>> begin

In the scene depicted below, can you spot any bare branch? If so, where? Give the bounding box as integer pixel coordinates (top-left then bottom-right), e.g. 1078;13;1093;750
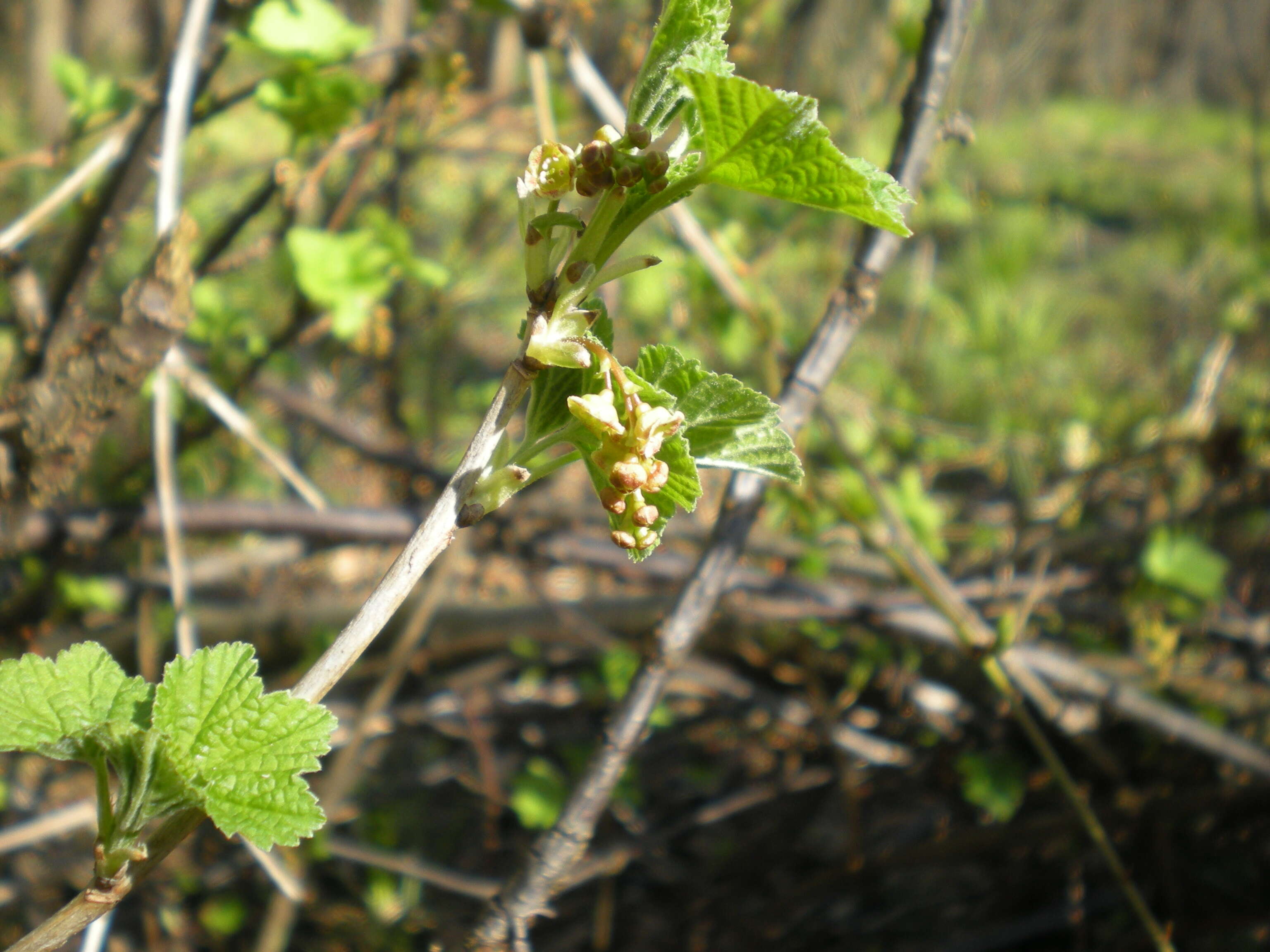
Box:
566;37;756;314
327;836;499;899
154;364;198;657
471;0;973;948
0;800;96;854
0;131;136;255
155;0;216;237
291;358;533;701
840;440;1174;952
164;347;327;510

>> end
>> begin

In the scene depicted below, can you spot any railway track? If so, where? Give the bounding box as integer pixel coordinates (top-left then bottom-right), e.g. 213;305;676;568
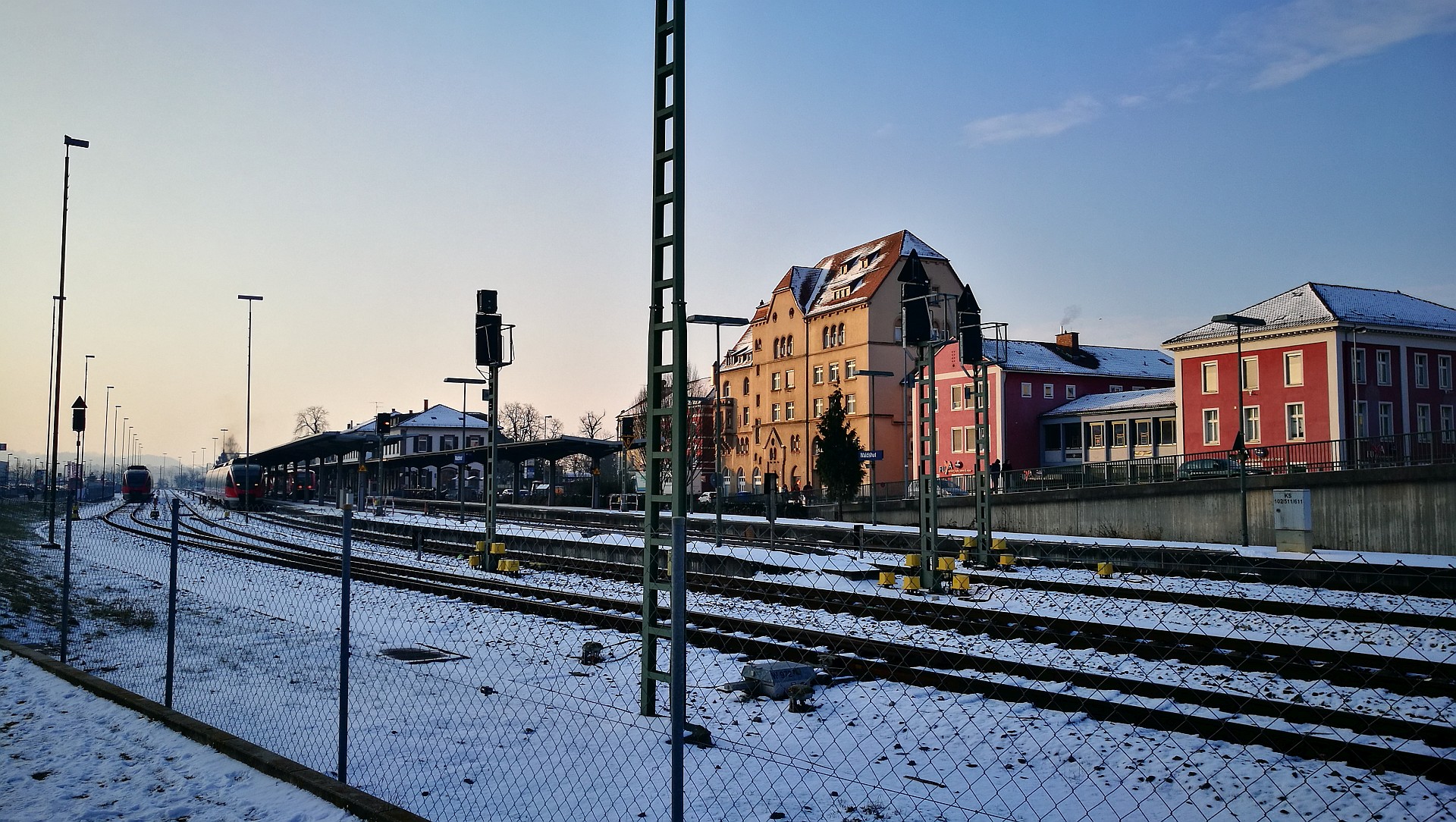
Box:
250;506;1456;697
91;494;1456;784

>> end

| BRIEF |
Print the items from the line containing "In the scene depicted below, can you spot any bare" through the line containing "164;347;327;510", reproducing each line exactly. Omit the picture from your output.

| EXERCISE SOLUTION |
In the scene depicted below, can you spot any bare branch? If so, where? Give the bounding box as integer pixel coordinates (top-left then bottom-right), e.g. 1078;13;1093;750
Box:
566;37;756;314
327;836;499;899
154;364;198;657
471;0;973;948
0;800;96;854
0;131;136;255
155;0;216;237
291;358;533;701
840;440;1174;952
164;347;327;510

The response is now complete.